QUOTED PASSAGE section start

Checking for leaky bulkheads.

-- Last Updated: Dec-29-06 2:17 AM EST --

The boat is a fiberglass Tempest 170.

Today after some rolling I noticed that I had about half the amount of water in the compartments as usual (quarter cup vs half cup.) This is the only time I haven’t done any wet exits or self-rescue work, so now I’m wondering if my bulkheads are leaking. Could account for less water in the forward compartment and day compartment.

I don’t feel paranoid about it. I’m just enjoying getting to know my boat better.

What’s a good way to check all the way around for leaky bulkheads? So far I’m thinking jut put one end of the boat on a saw horse, supported at about where the bulkhead is, and put water into the forward hatch until there is about an inch of water above the bulkhead line on the high end. Look for leaks on the cockpit side. Then do the same with the day hatch.

My only concern would be too much stress on the boat from the weight of the water inside. I’m thinking it should be ok though if I limit to one inch above the bulkhead line on the high end.

I prefer not to use part of a pool session to check because I hate to waste perfectly good practice time.

QUOTED PASSAGE section end
LISTED ENTRIES section start

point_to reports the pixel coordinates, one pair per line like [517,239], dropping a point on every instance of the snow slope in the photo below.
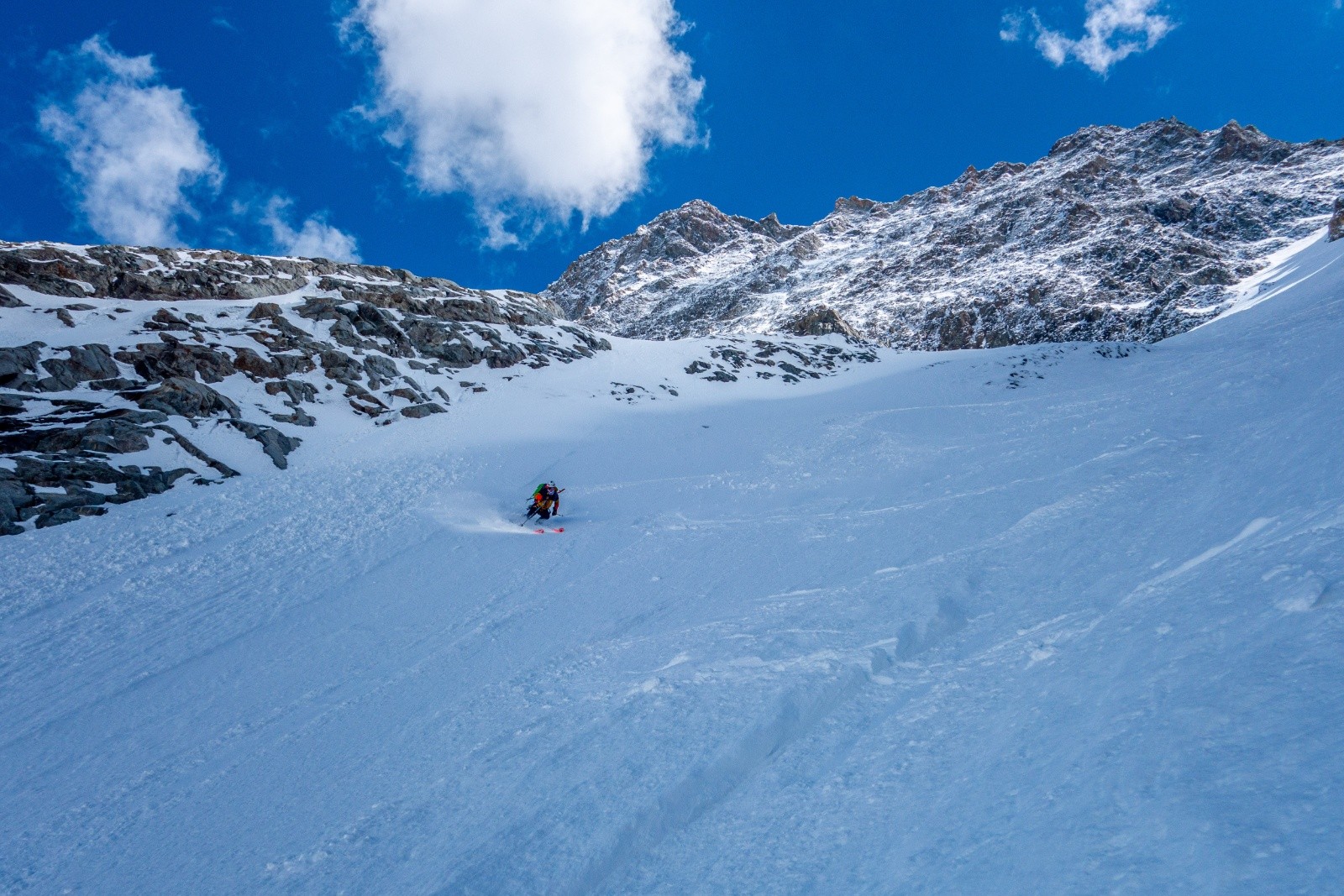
[1016,621]
[1116,234]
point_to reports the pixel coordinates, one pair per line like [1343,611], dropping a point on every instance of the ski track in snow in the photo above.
[900,631]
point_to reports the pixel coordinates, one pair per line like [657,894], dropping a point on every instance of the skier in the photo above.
[546,501]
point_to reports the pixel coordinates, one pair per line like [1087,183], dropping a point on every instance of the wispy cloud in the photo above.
[535,109]
[315,238]
[1115,29]
[134,148]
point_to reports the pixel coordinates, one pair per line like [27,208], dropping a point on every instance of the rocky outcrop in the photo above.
[199,363]
[1117,234]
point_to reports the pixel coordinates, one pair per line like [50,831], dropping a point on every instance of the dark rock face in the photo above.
[1115,235]
[74,418]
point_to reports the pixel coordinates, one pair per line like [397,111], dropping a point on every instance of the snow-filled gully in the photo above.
[921,627]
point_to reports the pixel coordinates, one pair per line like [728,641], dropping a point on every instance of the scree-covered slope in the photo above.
[1019,621]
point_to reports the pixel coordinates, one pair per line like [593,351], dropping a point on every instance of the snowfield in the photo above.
[1062,620]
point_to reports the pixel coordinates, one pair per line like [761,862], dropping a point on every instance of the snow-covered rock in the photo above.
[195,365]
[170,360]
[1117,234]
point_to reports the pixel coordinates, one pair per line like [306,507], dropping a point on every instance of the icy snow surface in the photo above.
[1052,620]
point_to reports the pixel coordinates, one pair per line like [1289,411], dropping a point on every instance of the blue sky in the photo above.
[474,140]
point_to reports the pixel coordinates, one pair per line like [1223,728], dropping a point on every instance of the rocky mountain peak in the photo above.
[1116,234]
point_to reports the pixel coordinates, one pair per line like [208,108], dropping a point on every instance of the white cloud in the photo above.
[1115,29]
[134,145]
[315,238]
[534,107]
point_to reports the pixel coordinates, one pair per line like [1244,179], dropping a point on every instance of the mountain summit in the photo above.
[1117,234]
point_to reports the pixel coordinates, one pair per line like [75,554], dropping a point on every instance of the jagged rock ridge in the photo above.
[168,365]
[1117,234]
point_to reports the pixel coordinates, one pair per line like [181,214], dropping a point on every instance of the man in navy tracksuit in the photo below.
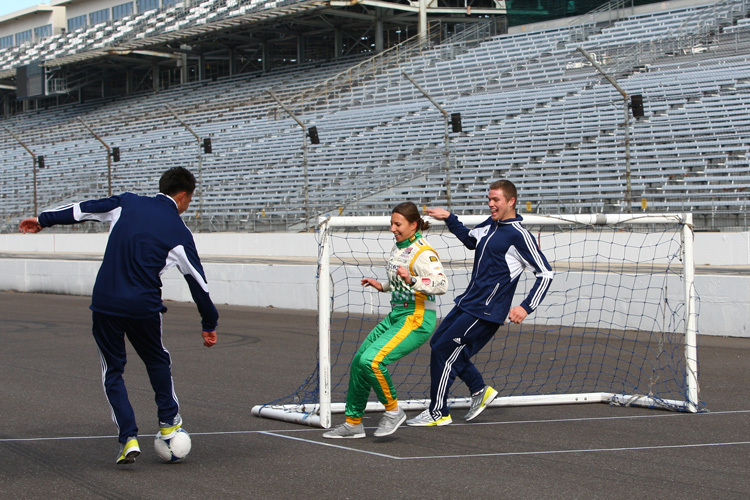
[503,249]
[147,237]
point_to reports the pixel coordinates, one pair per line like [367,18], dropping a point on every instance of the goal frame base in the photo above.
[309,414]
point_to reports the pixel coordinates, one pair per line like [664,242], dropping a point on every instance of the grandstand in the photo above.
[533,110]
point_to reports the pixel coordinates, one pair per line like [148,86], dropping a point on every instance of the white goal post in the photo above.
[620,327]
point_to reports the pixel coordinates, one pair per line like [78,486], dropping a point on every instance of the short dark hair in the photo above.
[411,213]
[176,180]
[507,187]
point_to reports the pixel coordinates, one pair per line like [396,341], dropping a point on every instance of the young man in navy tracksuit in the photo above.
[503,249]
[147,237]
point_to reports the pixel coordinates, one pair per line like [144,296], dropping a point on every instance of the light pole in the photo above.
[456,122]
[109,155]
[304,151]
[626,98]
[205,144]
[36,160]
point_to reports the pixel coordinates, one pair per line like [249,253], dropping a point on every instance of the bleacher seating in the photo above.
[532,111]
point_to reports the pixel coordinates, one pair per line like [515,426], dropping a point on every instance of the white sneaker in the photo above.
[480,402]
[425,419]
[389,423]
[346,431]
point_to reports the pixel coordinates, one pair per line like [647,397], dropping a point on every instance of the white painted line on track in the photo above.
[282,433]
[331,445]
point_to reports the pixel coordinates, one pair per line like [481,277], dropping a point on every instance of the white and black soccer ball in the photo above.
[173,449]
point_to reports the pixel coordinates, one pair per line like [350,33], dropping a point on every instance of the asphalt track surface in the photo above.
[57,439]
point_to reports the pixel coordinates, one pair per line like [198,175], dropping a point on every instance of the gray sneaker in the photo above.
[480,402]
[346,431]
[389,423]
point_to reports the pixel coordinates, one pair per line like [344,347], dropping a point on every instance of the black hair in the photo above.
[411,213]
[176,180]
[508,189]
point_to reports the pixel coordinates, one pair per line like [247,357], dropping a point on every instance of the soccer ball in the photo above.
[175,448]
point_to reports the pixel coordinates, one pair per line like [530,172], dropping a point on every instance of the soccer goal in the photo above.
[618,325]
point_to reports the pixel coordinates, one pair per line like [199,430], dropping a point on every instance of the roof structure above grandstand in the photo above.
[235,36]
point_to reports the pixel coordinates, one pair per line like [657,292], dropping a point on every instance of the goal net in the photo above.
[618,325]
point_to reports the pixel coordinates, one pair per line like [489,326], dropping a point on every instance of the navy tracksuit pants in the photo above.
[144,335]
[458,338]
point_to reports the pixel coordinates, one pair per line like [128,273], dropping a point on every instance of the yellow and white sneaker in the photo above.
[425,419]
[129,451]
[167,430]
[480,402]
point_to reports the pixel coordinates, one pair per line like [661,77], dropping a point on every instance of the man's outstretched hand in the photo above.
[30,225]
[209,338]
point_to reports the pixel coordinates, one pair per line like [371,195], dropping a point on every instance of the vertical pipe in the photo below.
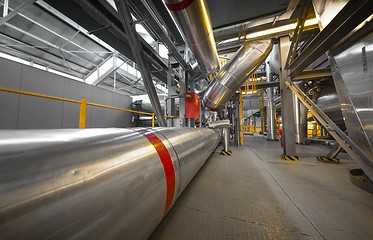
[226,139]
[262,115]
[271,111]
[82,113]
[6,8]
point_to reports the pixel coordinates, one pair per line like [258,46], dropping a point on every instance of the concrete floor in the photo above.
[254,194]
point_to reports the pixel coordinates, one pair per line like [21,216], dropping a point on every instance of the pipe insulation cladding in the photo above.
[193,20]
[235,72]
[95,183]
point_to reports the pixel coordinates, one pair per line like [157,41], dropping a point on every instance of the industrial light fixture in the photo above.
[280,29]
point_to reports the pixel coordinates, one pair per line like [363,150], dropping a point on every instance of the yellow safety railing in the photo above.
[83,105]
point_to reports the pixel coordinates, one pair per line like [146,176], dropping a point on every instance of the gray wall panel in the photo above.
[76,90]
[10,78]
[35,80]
[26,112]
[101,116]
[9,110]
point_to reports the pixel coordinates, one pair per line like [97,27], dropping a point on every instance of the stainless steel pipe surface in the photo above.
[235,73]
[95,183]
[193,19]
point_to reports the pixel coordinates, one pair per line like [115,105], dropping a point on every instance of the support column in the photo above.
[271,110]
[300,117]
[170,100]
[287,110]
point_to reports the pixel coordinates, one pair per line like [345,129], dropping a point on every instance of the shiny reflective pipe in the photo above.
[193,19]
[235,73]
[95,183]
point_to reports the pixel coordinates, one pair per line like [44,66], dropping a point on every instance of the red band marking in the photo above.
[168,168]
[179,6]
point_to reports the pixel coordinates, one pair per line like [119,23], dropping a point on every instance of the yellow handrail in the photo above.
[83,104]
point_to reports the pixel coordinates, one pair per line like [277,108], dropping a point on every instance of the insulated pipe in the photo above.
[235,73]
[271,110]
[193,19]
[220,124]
[95,183]
[300,119]
[226,137]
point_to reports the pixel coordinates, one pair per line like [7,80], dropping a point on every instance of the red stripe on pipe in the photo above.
[168,168]
[179,6]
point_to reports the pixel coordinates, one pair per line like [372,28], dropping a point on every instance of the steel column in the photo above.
[300,118]
[287,110]
[134,41]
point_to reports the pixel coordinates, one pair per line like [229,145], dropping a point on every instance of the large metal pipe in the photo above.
[235,73]
[328,100]
[193,19]
[95,183]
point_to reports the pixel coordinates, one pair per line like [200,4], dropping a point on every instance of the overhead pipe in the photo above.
[95,183]
[271,110]
[235,72]
[193,19]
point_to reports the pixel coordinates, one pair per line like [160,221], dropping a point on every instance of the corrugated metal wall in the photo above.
[28,112]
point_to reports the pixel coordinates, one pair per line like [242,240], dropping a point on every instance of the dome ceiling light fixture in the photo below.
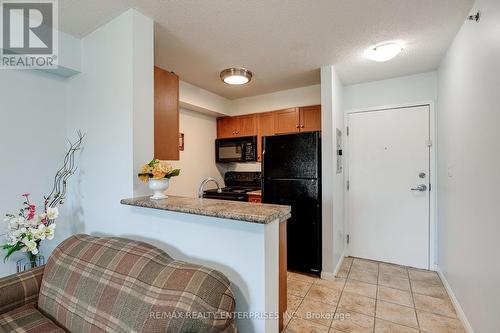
[384,51]
[236,75]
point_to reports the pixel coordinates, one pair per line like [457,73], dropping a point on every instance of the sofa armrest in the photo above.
[19,289]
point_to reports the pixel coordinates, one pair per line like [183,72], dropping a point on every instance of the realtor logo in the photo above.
[29,35]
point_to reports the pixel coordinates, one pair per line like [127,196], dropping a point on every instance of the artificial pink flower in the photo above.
[31,214]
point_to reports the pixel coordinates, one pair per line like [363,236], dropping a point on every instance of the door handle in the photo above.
[421,188]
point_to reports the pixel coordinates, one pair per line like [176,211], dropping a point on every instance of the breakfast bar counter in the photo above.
[234,210]
[243,240]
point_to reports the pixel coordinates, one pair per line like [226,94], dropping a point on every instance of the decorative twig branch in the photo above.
[67,170]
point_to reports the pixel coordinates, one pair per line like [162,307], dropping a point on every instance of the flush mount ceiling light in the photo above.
[384,51]
[236,75]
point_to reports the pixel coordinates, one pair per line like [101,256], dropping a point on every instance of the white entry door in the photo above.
[389,164]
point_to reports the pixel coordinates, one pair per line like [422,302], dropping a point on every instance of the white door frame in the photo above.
[433,224]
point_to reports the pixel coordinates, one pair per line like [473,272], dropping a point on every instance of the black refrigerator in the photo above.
[291,167]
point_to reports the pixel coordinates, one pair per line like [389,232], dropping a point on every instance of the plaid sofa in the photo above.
[93,284]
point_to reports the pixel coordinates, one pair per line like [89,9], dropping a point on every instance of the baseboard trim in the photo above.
[456,304]
[331,276]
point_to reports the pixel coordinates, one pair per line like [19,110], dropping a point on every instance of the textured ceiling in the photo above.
[284,42]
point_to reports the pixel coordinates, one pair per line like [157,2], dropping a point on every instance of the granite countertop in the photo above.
[234,210]
[258,192]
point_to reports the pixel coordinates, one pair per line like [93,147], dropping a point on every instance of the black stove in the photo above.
[238,184]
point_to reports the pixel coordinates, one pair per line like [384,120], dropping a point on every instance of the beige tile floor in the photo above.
[370,297]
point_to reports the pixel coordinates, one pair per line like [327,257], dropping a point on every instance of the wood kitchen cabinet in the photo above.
[166,115]
[287,121]
[303,119]
[292,120]
[265,127]
[229,127]
[310,118]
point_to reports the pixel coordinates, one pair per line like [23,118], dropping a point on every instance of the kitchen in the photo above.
[245,167]
[323,76]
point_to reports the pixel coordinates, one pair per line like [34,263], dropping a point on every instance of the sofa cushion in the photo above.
[27,319]
[120,285]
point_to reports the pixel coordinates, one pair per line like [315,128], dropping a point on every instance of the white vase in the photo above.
[158,186]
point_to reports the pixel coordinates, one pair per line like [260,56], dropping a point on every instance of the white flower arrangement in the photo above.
[29,228]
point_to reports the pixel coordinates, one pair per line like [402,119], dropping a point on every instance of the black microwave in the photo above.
[243,149]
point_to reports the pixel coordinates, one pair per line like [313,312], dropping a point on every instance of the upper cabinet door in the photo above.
[247,125]
[310,118]
[265,127]
[166,115]
[287,121]
[226,127]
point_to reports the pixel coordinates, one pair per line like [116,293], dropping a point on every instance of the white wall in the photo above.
[32,141]
[197,161]
[400,90]
[310,95]
[103,103]
[332,117]
[469,164]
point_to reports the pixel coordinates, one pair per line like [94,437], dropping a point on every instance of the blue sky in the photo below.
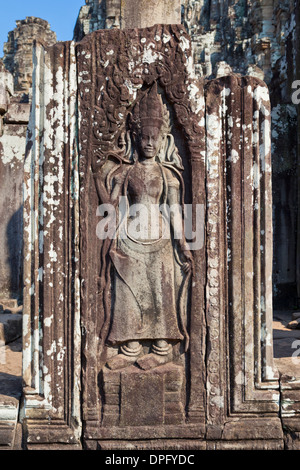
[61,14]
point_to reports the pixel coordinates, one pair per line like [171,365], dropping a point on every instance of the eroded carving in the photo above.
[151,268]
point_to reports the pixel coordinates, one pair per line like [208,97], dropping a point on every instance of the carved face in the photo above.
[150,140]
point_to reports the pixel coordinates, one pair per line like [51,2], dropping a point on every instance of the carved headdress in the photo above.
[150,111]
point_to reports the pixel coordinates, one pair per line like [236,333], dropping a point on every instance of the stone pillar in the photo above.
[217,387]
[12,146]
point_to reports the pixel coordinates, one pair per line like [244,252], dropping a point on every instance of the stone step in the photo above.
[10,327]
[9,427]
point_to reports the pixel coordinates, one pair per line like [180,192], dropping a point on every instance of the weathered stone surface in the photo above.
[125,14]
[260,40]
[18,51]
[10,327]
[117,70]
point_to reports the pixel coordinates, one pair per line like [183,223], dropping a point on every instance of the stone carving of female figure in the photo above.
[150,273]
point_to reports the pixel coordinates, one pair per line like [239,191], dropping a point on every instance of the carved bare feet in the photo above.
[120,361]
[128,356]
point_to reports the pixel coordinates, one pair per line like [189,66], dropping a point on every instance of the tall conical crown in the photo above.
[149,111]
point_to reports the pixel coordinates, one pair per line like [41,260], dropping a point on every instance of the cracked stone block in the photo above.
[10,327]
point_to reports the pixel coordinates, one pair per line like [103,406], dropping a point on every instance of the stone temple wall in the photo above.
[229,39]
[255,38]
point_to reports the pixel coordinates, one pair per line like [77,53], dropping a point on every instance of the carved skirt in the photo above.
[146,291]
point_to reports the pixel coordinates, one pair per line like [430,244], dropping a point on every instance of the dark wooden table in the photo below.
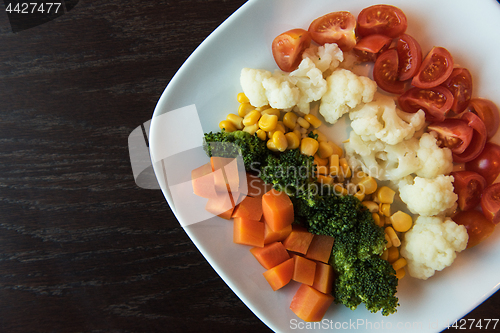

LISTED ENTRIES section end

## EXERCISE 1:
In the post about leaky kayak bulkheads, condense the paragraph beginning "What's a good way to check" into a short bulleted list that keeps its main facts.
## EXERCISE 2:
Carry on the post about checking kayak bulkheads for leaks, starting after its final sentence.

## YOUR RESPONSE 1:
- Question: how to check all the way around for leaky bulkheads
- Rest one end of the boat on a saw horse, supported about where the bulkhead is
- Pour water into the forward hatch until it is about an inch above the bulkhead line on the high end
- Check the cockpit side for leaks
- Do the same with the day hatch

## YOUR RESPONSE 2:
Thanks for any ideas.

Paul S.

(This is my boat. There are many like it, but this one is mine. Leaks or not.)

I wonder
if you could somehow set the boat on end ,like fastening to a tree or something then you could put a fairly small amount of water into the cockpit,stick your head inside the hatch with a light and watch to see what happens.

Another way is to fill the hatch with water,roll the boat around and try to see where it comes out.

I haven’t had much trouble with my kayaks leaking but I was an auto trim tech for years and part of my job was water leaks. Usually the hardest part was finding the leak and diagnosing it properly as water does seem to defy logic sometimes. The easy part “usually” is fixing it.

Fortunately all kayaks are pretty simple pieces of equipment so you will be successful in time.

Good luck.


Putting water in the hatch and rolling
the boat around carefully on a saw horse sounds like a good idea.

Paul S.

I just realized my bulkheads don’t leak.
I have a double tunnel dry top and neo skirt. When I side scull it burps the DT into the cockpit and the deck of the skirt bulges up. Pretty funny.

Just before going to bed, I had read in the archives about bulging hatch covers indicating sealed bulkheads. Then I woke up and it immediately popped into my mind that my spray skirt bulges. Diagnostic complete!

Paul S.


– Last Updated: Jan-04-07 12:16 AM EST –

Tempest owners may especially wish to read on.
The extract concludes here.